**Lesetext:**
________________________________________

Recht kann (deshalb) nur von arischen, nordischen Menschen gewußt, gesetzt, verkündet, gesprochen werden. Nur der nordische Mensch ist daher zur Rechtsschöpfung, d.h. zum Schöpfen des Rechts aus dem Urborn der Weisheit bestimmt.214

Einst machte man keinen Unterschied zwischen Weisheit und Norm, Moral und Recht; alles war eingeschmolzen in das große Ganze des Lebens und seiner Erhaltung: „So bedeutete Rechtswahrung nichts anderes als Lebenserhaltung“, denn: „So war jedes Recht ein Lebensrecht.“215

Alles hängt miteinander zusammen: Ehre, Treue, Moral, Recht und Leben. Die Grundwerte der nordischen Rasse waren Treue und Ehre. Deshalb diente die Moral, also das Recht, dem Leben, jener Instanz, die die Norm diktierte:

So wurde das Recht vom dem Gedanken der Sittlichkeit durchdrungen, in deren Mittelpunkte Treue und Ehre als Grundsteine deutscher Wesensart standen und ihre verpflichtende Kraft aus dem Blute hatten, das in unendlichem Strom den Lebenden mit der Ewigkeit verbindet.216

Die moralischen Werte und das Wissen um sie sind demnach der nordischen Rasse inhärent. Das gehört zu ihren Wesenszügen. Rassische und kulturelle Authentizität sind daher der einzige sichere Weg, um das Gute zu tun. So schreibt in der prophetischen Pose des Barden der nordistische Dichter Gustav Frenssen, ein seit wilhelminischen Zeiten wohlbekannter Sänger des völkischen Anliegens: „Wenn ein germanischer Mensch […] der Lockung und Forderung nach dem Wahrgutschönen folgt [..], ist er gesund und stark, kennt seinen Weg und irrt sich nicht.“217

Es geht hier mehr um Spontaneität und Natürlichkeit als um Reflexion, Skrupel und Gewissen. Es gilt, sich gegenüber dem selbstquälerischen und gedemütigten Gewissen des Talmud-Anhängers und des christlichen Gläubigen zu behaupten, sich gegen die zersetzende Selbstkritik und den ewigen Kampf des vermeintlichen Engels gegen das angebliche Tier zu widersetzen und den Körper und das Herz wieder in ihre Rechte einzusetzen, ein Herz, das blut- und sinnerfüllt im Takt der Welt schlägt. Der Dichter und SS-General Hanns Johst fordert dazu auf: „Dein eigenes Herz! Folge ihm bedingungslos, es ist die Befehlsstelle der göttlichen Natur, und ihr gehorsam stehst du mitten im lebendigen Recht! Lebst du zuchtvoll und sittlich, weil du deinem Volke gerecht lebst und Deiner Rasse.“218 Moral, Recht und Norm sind also reine Instinktsache, eine Angelegenheit des Affekts, also des Körpers, der den Affekt beherbergt.

________________________________________

**Aufgabenstellung:** Als was wird Hanns Johst im Lesetext bezeichnet?

[Daten der Segmentierungsmasken]

________________________________________

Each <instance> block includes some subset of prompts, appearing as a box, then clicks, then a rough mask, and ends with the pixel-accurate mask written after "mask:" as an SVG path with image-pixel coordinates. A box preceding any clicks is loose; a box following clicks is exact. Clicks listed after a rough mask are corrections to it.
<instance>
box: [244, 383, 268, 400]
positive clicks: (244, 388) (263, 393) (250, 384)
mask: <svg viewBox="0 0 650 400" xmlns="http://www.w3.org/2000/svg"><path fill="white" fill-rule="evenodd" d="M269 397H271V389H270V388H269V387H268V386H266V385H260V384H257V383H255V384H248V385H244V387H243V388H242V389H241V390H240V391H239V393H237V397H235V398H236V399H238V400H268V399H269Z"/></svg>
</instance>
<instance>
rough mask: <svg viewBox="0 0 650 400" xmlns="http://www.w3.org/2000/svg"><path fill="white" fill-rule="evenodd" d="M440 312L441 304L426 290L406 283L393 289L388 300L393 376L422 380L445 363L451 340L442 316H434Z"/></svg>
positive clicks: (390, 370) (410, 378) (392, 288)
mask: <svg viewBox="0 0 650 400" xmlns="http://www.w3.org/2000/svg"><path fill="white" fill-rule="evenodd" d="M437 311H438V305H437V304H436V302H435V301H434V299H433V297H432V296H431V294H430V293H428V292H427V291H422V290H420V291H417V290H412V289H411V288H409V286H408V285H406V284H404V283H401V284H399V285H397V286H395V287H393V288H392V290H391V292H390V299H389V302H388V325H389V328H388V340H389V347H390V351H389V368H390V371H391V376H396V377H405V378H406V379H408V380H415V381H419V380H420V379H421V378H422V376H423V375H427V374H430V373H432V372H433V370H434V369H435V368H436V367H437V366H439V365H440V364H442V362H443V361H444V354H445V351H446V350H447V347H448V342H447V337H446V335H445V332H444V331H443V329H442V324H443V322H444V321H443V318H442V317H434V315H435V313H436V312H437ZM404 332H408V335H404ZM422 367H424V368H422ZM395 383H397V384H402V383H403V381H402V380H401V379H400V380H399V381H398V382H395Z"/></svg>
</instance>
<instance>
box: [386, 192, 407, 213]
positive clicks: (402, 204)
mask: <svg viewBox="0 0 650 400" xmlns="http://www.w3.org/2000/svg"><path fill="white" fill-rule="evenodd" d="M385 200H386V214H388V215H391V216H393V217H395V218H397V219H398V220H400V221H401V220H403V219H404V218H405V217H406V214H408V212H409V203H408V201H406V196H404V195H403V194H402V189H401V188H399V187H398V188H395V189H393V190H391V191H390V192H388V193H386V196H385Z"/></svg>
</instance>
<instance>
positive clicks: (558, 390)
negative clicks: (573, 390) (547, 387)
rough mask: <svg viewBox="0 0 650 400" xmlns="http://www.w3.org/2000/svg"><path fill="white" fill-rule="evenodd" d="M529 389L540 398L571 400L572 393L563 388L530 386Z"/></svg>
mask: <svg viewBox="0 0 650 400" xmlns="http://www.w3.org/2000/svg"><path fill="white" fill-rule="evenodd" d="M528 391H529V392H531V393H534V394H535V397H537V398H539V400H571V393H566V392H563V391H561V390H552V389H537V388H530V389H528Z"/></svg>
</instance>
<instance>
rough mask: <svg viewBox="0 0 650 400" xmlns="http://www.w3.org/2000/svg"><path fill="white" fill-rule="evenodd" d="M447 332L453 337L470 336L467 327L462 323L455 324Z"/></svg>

________________________________________

**Ergebnis:** Als Dichter und SS-General.